**What you should do**
Carry the Podman GPU issue thread below forward from the last line shown.
* START Text *
Podman in a container

No

Privileged Or Rootless

Rootless

Upstream Latest Release

Yes

Additional environment details

$ nvidia-container-cli info
NVRM version:   550.78
CUDA version:   12.4

Device Index:   0
Device Minor:   0
Model:          NVIDIA GeForce RTX 3080 Ti
Brand:          GeForce
GPU UUID:       GPU-c61acb21-8716-6540-271c-39beab917d03
Bus Location:   00000000:01:00.0
Architecture:   8.6

Additional information

No response

mheon commented 6 months ago

Any chance you can get us the JSON being sent by the container create request (the first podman_client.containers.run)? I don't have an nvidia card and as such can't use CDI to try and reproduce.

jennydaman commented 6 months ago

Sure.

the python code

client.containers.run('registry.access.redhat.com/ubi9:9.4-947.1714667021', ['nvidia-smi', '-L'], device_requests=[ docker.types.DeviceRequest(count=1, capabilities=[['gpu']]) ])

sends this JSON to the socket:

{
  "Hostname": null,
  "Domainname": null,
  "ExposedPorts": null,
  "User": null,
  "Tty": false,
  "OpenStdin": false,
  "StdinOnce": false,
  "AttachStdin": false,
  "AttachStdout": true,
  "AttachStderr": true,
  "Env": null,
  "Cmd": [
    "nvidia-smi",
    "-L"
  ],
  "Image": "registry.access.redhat.com/ubi9:9.4-947.1714667021",
  "Volumes": null,
  "NetworkDisabled": false,
  "Entrypoint": null,
  "WorkingDir": null,
  "HostConfig": {
    "NetworkMode": "default",
    "DeviceRequests": [
      {
        "Driver": "",
        "Count": 1,
        "DeviceIDs": [],
        "Capabilities": [
          [
            "gpu"
* END Text *
* START Supplied information *
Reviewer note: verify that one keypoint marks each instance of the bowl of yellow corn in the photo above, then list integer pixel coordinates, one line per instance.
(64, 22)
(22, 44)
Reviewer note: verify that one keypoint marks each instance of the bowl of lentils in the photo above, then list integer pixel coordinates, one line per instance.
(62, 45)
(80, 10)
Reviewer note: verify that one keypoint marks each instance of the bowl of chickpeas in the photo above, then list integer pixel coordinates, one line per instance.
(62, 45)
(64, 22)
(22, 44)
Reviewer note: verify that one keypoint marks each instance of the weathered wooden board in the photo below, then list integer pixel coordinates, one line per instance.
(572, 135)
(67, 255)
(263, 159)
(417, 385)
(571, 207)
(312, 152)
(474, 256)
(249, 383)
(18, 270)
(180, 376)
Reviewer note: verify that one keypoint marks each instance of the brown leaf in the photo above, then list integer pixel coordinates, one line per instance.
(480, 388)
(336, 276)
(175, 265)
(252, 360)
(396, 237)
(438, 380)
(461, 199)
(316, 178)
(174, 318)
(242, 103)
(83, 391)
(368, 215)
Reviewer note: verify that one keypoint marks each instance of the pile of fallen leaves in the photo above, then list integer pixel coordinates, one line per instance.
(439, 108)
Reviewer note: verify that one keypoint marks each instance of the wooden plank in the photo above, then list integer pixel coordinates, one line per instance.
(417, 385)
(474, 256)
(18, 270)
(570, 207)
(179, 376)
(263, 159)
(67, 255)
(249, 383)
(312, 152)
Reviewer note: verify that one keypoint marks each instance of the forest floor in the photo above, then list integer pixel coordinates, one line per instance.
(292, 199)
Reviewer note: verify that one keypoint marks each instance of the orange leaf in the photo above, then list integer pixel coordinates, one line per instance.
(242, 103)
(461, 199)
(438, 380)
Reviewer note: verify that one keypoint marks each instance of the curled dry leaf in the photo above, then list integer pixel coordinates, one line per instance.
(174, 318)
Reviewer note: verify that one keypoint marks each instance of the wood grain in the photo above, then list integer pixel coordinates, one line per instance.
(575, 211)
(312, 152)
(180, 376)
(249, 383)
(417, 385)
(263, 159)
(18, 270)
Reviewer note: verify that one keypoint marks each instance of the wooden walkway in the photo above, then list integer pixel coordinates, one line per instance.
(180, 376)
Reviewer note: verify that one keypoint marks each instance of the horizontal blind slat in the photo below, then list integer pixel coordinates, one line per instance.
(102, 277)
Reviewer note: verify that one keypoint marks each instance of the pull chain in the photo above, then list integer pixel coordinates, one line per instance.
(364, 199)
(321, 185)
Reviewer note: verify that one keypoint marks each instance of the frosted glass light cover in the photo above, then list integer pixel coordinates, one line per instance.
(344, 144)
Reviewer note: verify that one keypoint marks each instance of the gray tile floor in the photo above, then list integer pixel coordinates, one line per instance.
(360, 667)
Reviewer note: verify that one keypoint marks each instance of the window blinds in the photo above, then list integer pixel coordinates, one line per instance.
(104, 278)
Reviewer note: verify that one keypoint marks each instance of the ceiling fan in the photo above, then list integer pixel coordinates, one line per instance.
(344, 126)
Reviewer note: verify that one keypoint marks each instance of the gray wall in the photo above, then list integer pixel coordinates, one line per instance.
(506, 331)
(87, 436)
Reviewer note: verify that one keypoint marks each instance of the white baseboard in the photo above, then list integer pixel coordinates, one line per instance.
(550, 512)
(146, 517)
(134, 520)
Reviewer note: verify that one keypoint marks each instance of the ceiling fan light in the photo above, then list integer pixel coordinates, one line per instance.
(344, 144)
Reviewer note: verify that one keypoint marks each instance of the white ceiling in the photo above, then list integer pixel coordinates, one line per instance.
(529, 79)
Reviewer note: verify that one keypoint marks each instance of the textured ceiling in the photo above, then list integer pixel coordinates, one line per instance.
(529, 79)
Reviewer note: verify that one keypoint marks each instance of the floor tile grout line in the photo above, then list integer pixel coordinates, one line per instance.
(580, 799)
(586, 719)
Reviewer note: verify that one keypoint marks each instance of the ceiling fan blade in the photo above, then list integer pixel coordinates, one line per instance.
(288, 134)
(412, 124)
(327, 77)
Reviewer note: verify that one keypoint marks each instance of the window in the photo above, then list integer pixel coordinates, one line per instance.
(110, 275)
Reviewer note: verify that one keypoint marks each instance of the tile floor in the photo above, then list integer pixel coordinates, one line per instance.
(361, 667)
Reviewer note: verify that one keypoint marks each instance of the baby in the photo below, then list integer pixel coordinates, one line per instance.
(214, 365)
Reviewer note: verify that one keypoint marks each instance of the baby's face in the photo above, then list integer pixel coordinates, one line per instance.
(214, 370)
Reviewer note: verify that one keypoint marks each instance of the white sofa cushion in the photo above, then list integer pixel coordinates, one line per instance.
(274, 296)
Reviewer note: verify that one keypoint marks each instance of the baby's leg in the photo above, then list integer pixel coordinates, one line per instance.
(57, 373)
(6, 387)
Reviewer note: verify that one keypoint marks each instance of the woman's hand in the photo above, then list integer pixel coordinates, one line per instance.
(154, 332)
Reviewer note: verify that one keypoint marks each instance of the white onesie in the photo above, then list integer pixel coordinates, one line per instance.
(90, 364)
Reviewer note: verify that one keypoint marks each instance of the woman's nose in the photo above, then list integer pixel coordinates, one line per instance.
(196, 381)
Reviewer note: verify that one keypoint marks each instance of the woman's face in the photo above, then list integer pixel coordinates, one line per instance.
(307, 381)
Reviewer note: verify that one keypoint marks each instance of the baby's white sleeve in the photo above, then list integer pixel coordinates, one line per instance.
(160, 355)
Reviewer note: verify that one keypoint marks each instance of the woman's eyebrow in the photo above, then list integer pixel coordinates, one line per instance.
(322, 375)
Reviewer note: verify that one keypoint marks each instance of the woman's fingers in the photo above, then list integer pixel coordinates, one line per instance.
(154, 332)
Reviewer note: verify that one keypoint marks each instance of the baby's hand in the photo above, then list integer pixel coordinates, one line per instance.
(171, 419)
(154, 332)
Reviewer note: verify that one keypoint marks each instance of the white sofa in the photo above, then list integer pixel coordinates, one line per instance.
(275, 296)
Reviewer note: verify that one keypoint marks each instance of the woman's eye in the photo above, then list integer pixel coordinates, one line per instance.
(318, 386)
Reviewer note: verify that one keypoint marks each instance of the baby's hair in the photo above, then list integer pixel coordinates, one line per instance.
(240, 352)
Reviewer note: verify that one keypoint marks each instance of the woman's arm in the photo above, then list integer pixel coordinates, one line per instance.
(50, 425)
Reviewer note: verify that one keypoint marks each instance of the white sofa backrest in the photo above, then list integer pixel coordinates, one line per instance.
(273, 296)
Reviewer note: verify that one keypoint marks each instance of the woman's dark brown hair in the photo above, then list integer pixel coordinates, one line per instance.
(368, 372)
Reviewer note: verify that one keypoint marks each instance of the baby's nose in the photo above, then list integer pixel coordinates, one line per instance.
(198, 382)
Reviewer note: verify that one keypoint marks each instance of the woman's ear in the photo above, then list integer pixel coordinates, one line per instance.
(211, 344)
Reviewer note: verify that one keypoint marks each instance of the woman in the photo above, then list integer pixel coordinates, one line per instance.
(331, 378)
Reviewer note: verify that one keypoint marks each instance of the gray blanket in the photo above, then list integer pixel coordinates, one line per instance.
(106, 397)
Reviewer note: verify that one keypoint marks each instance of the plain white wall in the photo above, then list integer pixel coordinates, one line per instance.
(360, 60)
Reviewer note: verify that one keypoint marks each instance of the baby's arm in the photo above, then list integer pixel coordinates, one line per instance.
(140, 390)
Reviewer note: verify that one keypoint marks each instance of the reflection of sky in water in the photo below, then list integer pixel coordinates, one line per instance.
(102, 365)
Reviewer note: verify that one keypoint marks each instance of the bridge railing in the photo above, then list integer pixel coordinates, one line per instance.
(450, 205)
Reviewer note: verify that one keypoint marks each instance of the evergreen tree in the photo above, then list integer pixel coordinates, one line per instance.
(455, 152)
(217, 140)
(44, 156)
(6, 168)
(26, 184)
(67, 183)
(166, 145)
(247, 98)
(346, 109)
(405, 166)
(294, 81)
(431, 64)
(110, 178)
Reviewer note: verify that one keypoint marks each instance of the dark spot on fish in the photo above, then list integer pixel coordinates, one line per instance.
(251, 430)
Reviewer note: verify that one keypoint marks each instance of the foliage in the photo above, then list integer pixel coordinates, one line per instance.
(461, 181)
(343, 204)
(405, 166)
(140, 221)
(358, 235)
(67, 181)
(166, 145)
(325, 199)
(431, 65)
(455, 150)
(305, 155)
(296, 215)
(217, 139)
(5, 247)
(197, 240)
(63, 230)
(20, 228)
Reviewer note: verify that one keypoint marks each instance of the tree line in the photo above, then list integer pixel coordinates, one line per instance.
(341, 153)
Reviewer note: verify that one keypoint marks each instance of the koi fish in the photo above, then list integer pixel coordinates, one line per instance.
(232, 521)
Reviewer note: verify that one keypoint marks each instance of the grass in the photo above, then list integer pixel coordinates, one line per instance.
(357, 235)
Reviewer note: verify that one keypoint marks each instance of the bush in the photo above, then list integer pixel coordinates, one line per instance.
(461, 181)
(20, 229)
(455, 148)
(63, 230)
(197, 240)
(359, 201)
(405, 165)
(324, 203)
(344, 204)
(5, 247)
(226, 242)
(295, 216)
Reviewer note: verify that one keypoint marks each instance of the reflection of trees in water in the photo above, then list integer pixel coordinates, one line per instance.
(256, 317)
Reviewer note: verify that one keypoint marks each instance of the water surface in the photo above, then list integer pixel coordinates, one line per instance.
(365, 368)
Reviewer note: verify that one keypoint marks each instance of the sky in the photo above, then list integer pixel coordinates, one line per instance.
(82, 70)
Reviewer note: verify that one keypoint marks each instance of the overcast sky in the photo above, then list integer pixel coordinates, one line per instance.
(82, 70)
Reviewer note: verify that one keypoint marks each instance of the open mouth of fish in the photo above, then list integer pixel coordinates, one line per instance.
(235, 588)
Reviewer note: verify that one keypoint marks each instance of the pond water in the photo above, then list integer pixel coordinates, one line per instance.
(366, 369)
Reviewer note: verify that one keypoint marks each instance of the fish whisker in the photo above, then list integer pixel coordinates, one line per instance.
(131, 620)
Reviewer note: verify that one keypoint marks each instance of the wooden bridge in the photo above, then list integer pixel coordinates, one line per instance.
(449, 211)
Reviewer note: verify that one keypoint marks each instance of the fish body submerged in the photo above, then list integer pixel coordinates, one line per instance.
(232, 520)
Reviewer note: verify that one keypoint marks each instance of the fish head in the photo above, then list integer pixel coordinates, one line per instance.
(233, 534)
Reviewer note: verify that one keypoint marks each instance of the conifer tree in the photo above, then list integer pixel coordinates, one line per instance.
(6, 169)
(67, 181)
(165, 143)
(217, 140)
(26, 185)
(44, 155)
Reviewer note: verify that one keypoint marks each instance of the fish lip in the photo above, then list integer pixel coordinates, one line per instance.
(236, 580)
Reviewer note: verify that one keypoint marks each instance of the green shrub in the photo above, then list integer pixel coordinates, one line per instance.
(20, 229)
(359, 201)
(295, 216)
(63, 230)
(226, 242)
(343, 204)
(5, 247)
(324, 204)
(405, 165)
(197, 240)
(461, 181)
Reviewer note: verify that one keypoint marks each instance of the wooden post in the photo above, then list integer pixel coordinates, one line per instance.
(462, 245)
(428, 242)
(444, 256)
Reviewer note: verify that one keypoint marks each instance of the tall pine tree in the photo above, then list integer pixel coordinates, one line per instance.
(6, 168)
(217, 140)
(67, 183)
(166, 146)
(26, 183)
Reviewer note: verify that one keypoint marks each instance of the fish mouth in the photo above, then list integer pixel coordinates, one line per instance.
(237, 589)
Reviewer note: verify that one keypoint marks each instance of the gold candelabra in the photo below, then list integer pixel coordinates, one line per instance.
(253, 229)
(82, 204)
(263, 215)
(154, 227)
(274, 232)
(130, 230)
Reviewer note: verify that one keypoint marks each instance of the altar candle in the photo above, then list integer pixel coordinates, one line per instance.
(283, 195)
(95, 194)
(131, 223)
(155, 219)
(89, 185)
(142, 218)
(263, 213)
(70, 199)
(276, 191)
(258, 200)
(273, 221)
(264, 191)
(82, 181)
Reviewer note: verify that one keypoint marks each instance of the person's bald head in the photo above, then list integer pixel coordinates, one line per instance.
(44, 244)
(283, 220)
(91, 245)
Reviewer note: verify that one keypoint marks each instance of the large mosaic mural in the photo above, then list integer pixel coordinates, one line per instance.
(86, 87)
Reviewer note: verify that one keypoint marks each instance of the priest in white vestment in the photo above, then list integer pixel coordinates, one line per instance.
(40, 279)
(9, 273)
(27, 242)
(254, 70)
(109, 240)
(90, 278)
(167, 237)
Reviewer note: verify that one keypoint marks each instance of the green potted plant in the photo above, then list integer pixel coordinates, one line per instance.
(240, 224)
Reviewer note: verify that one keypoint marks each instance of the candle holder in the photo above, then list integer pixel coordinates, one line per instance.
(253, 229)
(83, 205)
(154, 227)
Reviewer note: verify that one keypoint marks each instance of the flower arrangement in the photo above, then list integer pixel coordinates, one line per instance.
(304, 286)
* END Supplied information *
**Task answer**
          ]
        ],
        "Options": {}
      }
    ]
  },
  "NetworkingConfig": null,
  "MacAddress": null,
  "Labels": null,
  "StopSignal": null,
  "Healthcheck": null,
  "StopTimeout": null,
  "Runtime": null
}
rrbanda commented 6 months ago

@jennydaman does the following help ? https://docs.nvidia.com/datacenter/cloud-native/container-toolkit/latest/install-guide.html#configuring-podman , basically using nvidia-container-toolkit

jennydaman commented 6 months ago

@rrbanda that is unrelated to this issue.

Podman implements the Docker API in an attempt to be compatible with Docker. This issue is about the DeviceRequests field of Docker's API, which is different from CDI (container device interface).

seb-835 commented 5 months ago

Hi, thanks @jennydaman for this thread, i got the same behaviour when trying to manage podman through the Docker API. And i do not see any piece of podman code handling the DeviceRequests field from docker API.

@mheon is there something we can do to help ?